- Study questions:
A: Answer these questions from the passage on the genetic history of Indian populations:
(i) In which three Indian states are the Siddis mainly found?
(ii) What array was used to study various Indian populations extensively?
(iii) Which group is the only ASI-related group without ANI ancestry?
B: From the passage on the genetic history of Indian populations, list every recent migrant population living in India that the authors say they have studied extensively.

- Passage for review:
Schematic showing the emergence of the caste system in India and its amalgamation with the waves of migrations.

No support for the Aryan invasion

Even though there is a continued debate on the Aryan migration into India, detectable gene flow from west Eurasia has been shown by many studies[13, 16, 23, 24, 30–32, 44, 51, 53]. Interestingly, we have detected gene flow from the west prior to the Aryan invasion[30, 32]. There is now universal agreement that various Indian populations share a common late Pleistocene maternal and paternal ancestry, along with detectable east and west Eurasian ancestries[31, 54]. Using hundreds of thousands of autosomal markers, we illustrated that the Indian populations have two major distinct ancestry components; one restricted to southern India, the second one restricted to the northern region of India[30, 32]. It is noteworthy that both of the ancestry components show higher haplotypic diversity than those predominant in west Eurasia[32]. This rejects the idea of an Aryan invasion/migration and suggests an ancient demographic history and/or higher long-term larger effective population size in India than in west Eurasia.

Genetic structure of ancient India

Indigenous population

During the past two decades, we have witnessed remarkable advancements in technology. We have advanced from low resolution genetic markers to high throughput whole genome sequencing. Despite these advancements, studies using high density markers were lacking in the Indian scenario. Therefore, we made an attempt to extensively study various Indian populations using Affymetrix (SNP 6.0) array[30].

We predicted that the present day Indian populations might have arisen from a relatively small group of ancestors with limited gene flow and long term isolation. We also predicted that there might have been two ancestral groups in prehistoric India: an ancestral North Indian (ANI) population distantly related to those in the Middle East, Central Asia and Europe (30% to 70%), and an ASI population not related to groups outside India. We estimated that the ASI populations showed 39% to 71% ANI ancestry. Thus, the extant Indian populations are admixtures of both ANI and ASI. Interestingly, indigenous Andaman Islanders are the only ASI-related groups without ANI ancestry[30].

Recent migrants

In addition to the large number of indigenous populations, India has experienced immigration of several populations in the past, further adding to the complexities of Indian population structure. Among the recent migrants, we have extensively studied Siddi, Muslim and Jewish populations inhabiting India.

The Siddis are mainly found in three Indian states - Gujarat, Karnataka and Andhra Pradesh -and have typical African features such as dark skin, curly hair, broad nose, and so on. Historically, it is known that they were brought to India by Portuguese traders between the 17th and 19th centuries and sold to the Nawabs and the Sultans of India to serve as soldiers and slaves. Earlier, we showed the presence of a Y-chromosome Alu insertion; an African-specific marker, in 40% of Siddis[55]. The mitochondrial DNA hypervariable sequence also confirmed the Siddis’ affinity with Africans. However, there was no high resolution study pertaining to the origin, affinity and genetic structure of the Indian Siddis[56–58]. In an attempt to reveal these issues together, we screened the Siddi populations from the Junagarh district of Gujarat and Uttara Kannad district of Karnataka using mtDNA and Y-chromosomal and high density autosomal markers. Along with Siddis, six populations with geographical proximity to Siddis have also been studied to capture a scenario of gene flow. Our analysis revealed that the Siddi population has a combined ancestry (that is, 70% African and 30% Indian and European)[24]. We further estimated that the Siddis have admixed with the neighbouring Indian populations for about 200 years ago (eight generations). Our genetic finding coincides with the historical record of the arrival of Siddi people in India[24].

- Dataset records:
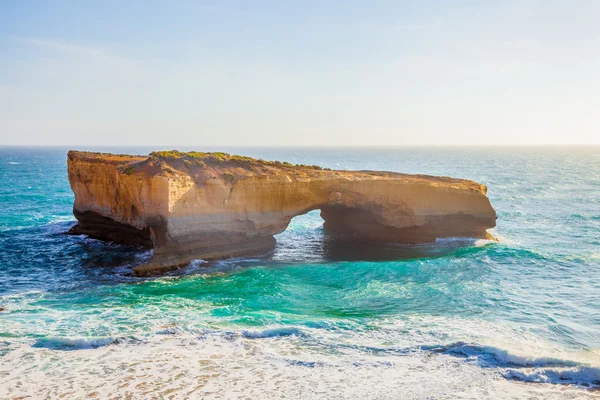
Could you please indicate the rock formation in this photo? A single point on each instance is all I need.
(214, 205)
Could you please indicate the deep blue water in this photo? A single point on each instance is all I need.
(525, 309)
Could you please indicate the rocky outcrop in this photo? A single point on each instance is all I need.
(214, 205)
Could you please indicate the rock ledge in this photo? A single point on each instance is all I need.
(215, 205)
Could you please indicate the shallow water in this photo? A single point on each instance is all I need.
(459, 318)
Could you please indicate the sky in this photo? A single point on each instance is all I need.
(300, 73)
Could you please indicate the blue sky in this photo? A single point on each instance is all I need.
(300, 73)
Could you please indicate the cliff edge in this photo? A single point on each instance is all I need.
(214, 205)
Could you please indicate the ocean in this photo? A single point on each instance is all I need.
(314, 319)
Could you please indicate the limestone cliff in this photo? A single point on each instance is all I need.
(213, 205)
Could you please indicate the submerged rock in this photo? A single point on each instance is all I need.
(214, 205)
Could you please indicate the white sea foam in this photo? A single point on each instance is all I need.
(413, 358)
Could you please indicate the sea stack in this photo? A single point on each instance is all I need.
(197, 205)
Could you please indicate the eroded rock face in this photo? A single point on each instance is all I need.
(212, 205)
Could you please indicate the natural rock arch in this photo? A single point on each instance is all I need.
(213, 205)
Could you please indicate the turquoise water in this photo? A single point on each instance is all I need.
(459, 317)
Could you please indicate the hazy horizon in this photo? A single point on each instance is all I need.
(230, 74)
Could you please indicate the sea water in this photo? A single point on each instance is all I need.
(458, 318)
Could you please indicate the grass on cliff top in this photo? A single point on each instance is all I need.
(197, 158)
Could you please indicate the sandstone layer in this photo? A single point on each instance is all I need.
(196, 205)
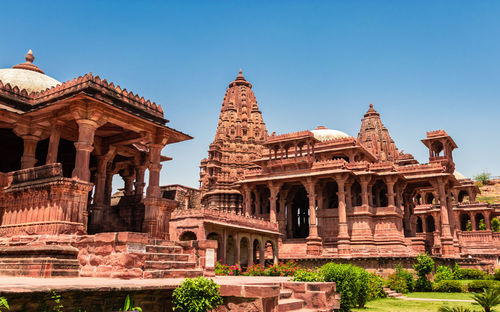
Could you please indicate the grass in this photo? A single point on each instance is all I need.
(437, 295)
(399, 305)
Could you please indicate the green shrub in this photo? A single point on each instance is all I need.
(423, 266)
(457, 273)
(497, 274)
(352, 283)
(448, 286)
(401, 280)
(473, 274)
(307, 275)
(375, 287)
(495, 225)
(482, 285)
(443, 273)
(196, 295)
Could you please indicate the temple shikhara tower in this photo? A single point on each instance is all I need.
(241, 131)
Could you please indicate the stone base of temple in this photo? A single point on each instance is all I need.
(112, 255)
(314, 246)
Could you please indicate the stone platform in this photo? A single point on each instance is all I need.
(154, 295)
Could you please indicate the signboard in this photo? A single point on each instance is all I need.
(210, 258)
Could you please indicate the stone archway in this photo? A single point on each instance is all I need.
(244, 252)
(188, 235)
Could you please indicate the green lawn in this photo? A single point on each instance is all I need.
(399, 305)
(436, 295)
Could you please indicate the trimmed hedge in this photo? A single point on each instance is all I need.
(352, 283)
(448, 286)
(482, 285)
(473, 274)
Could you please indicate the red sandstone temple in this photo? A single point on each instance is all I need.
(62, 145)
(318, 195)
(314, 195)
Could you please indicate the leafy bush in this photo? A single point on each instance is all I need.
(482, 285)
(401, 280)
(423, 266)
(454, 309)
(448, 286)
(307, 275)
(282, 269)
(487, 300)
(495, 225)
(196, 295)
(352, 283)
(375, 287)
(483, 177)
(443, 273)
(497, 274)
(457, 272)
(473, 274)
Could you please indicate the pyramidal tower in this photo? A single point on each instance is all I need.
(241, 131)
(375, 137)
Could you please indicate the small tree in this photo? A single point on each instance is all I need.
(483, 177)
(495, 225)
(197, 295)
(487, 300)
(423, 266)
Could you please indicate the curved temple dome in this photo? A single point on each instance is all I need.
(324, 134)
(27, 76)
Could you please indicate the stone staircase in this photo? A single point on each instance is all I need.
(317, 297)
(392, 294)
(164, 259)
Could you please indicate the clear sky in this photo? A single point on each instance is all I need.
(425, 65)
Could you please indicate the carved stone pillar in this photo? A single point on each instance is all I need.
(343, 237)
(55, 137)
(314, 242)
(86, 131)
(273, 190)
(139, 179)
(153, 192)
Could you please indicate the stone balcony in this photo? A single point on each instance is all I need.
(225, 217)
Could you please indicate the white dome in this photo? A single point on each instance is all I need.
(325, 134)
(30, 80)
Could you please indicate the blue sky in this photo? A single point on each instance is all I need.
(425, 65)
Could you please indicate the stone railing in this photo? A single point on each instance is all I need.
(476, 236)
(226, 217)
(40, 200)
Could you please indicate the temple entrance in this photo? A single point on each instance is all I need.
(300, 214)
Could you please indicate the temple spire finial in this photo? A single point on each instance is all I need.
(29, 56)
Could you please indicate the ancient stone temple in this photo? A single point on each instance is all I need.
(242, 237)
(335, 196)
(62, 145)
(241, 131)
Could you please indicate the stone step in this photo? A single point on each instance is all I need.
(285, 293)
(153, 256)
(167, 265)
(163, 249)
(175, 273)
(290, 304)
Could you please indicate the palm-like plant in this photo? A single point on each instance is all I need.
(453, 309)
(488, 299)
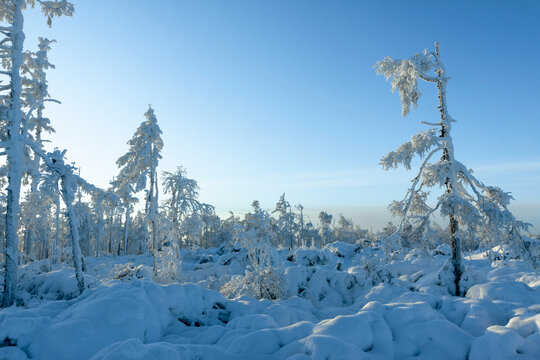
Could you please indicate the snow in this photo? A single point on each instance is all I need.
(326, 313)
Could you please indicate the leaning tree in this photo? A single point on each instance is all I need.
(469, 205)
(14, 118)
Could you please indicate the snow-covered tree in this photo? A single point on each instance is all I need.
(138, 168)
(285, 222)
(326, 234)
(183, 197)
(263, 279)
(468, 204)
(16, 118)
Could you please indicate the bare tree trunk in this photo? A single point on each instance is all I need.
(126, 227)
(74, 226)
(448, 156)
(15, 157)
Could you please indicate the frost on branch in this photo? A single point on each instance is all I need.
(56, 8)
(419, 145)
(473, 209)
(404, 76)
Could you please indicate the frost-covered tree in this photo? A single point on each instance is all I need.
(301, 237)
(35, 94)
(325, 232)
(183, 197)
(138, 168)
(285, 222)
(345, 231)
(14, 117)
(263, 279)
(468, 204)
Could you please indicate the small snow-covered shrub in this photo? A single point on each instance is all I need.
(170, 269)
(376, 273)
(446, 278)
(129, 271)
(266, 283)
(262, 279)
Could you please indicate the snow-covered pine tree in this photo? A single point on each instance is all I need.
(139, 165)
(16, 118)
(326, 234)
(285, 222)
(183, 198)
(468, 204)
(35, 94)
(301, 236)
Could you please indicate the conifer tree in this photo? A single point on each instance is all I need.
(468, 204)
(138, 168)
(16, 118)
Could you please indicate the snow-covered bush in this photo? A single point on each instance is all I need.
(129, 271)
(262, 279)
(470, 206)
(170, 264)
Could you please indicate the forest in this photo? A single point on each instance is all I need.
(144, 269)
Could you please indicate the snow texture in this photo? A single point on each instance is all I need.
(340, 302)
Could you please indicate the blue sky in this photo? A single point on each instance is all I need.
(257, 98)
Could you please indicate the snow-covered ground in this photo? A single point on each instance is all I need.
(341, 302)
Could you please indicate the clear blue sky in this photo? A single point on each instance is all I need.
(257, 98)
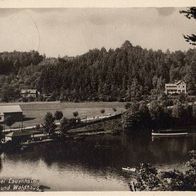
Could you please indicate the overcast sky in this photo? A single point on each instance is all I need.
(74, 31)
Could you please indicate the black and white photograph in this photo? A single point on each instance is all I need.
(98, 99)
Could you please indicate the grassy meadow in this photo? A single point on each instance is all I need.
(35, 111)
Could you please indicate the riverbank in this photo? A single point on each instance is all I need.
(34, 112)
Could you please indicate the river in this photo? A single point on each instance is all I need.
(95, 163)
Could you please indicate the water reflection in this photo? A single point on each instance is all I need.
(94, 163)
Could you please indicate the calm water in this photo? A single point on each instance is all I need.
(94, 163)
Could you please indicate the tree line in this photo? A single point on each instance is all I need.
(127, 73)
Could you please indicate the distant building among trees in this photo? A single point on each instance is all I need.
(175, 88)
(13, 111)
(26, 93)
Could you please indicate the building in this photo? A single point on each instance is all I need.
(26, 93)
(175, 88)
(14, 111)
(17, 137)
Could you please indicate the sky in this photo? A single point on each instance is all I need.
(73, 31)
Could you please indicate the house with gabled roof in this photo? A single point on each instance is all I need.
(176, 87)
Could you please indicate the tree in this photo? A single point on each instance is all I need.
(102, 111)
(58, 115)
(1, 131)
(75, 114)
(190, 13)
(114, 109)
(49, 124)
(64, 125)
(9, 121)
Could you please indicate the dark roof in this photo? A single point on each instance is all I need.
(18, 134)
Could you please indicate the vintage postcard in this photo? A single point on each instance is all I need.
(97, 98)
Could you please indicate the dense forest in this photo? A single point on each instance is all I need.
(126, 73)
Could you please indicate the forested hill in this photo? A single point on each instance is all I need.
(127, 73)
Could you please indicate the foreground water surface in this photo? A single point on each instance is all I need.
(94, 163)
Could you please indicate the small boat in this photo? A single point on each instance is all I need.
(129, 169)
(167, 134)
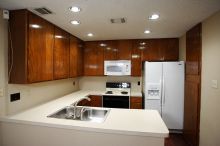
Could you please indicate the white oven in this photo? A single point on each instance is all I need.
(117, 68)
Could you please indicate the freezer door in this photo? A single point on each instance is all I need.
(152, 87)
(173, 94)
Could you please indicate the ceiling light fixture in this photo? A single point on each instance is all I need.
(90, 34)
(103, 45)
(154, 17)
(58, 36)
(35, 26)
(75, 22)
(142, 43)
(147, 31)
(75, 9)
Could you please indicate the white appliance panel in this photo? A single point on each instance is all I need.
(168, 79)
(173, 94)
(153, 76)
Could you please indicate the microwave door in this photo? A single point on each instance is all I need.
(114, 70)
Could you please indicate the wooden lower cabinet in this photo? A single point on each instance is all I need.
(136, 102)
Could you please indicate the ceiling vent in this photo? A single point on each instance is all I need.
(43, 11)
(118, 20)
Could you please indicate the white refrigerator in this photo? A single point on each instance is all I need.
(164, 91)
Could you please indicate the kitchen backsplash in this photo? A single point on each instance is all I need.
(98, 83)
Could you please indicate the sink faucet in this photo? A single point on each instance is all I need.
(76, 103)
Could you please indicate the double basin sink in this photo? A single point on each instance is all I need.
(80, 113)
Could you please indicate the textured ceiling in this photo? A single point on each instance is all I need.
(176, 16)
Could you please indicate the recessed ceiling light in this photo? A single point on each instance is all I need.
(154, 17)
(142, 48)
(103, 45)
(75, 9)
(35, 26)
(142, 43)
(147, 31)
(90, 34)
(75, 22)
(58, 36)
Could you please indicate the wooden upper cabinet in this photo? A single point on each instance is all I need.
(151, 50)
(61, 54)
(73, 57)
(161, 50)
(110, 49)
(93, 59)
(76, 57)
(32, 46)
(169, 49)
(124, 49)
(80, 59)
(117, 49)
(136, 62)
(40, 49)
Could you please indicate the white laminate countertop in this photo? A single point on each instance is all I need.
(121, 121)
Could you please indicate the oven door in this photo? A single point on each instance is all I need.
(116, 101)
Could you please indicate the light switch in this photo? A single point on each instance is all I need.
(1, 92)
(215, 84)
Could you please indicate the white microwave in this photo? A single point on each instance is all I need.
(117, 68)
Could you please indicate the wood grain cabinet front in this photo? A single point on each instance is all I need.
(40, 51)
(76, 57)
(93, 59)
(30, 48)
(61, 54)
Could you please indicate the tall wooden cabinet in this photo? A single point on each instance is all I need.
(61, 54)
(30, 48)
(193, 85)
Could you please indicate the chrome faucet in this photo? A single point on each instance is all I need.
(75, 105)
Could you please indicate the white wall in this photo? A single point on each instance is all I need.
(3, 62)
(182, 48)
(94, 83)
(31, 95)
(210, 97)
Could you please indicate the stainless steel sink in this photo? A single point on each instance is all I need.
(88, 114)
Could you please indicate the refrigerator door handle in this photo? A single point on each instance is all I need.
(163, 90)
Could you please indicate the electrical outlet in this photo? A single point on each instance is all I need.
(15, 97)
(215, 84)
(1, 92)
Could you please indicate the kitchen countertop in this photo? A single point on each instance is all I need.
(121, 121)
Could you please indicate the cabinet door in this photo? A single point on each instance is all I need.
(136, 103)
(76, 57)
(40, 49)
(169, 49)
(93, 59)
(136, 61)
(110, 50)
(124, 49)
(61, 54)
(80, 58)
(151, 52)
(96, 101)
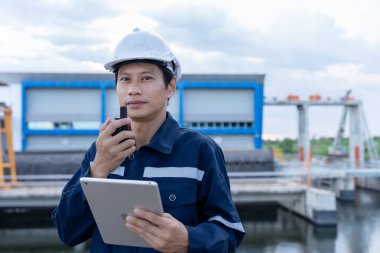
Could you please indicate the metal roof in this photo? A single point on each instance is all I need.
(18, 77)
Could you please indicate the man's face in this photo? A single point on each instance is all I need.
(141, 87)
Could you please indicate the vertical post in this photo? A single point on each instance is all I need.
(356, 153)
(303, 132)
(1, 151)
(8, 134)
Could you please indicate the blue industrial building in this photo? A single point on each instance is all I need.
(63, 111)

- Solutions:
A:
(i) Gujarat, Karnataka and Andhra Pradesh
(ii) The Affymetrix (SNP 6.0) array
(iii) Indigenous Andaman Islanders

B: Siddi, Muslim, Jewish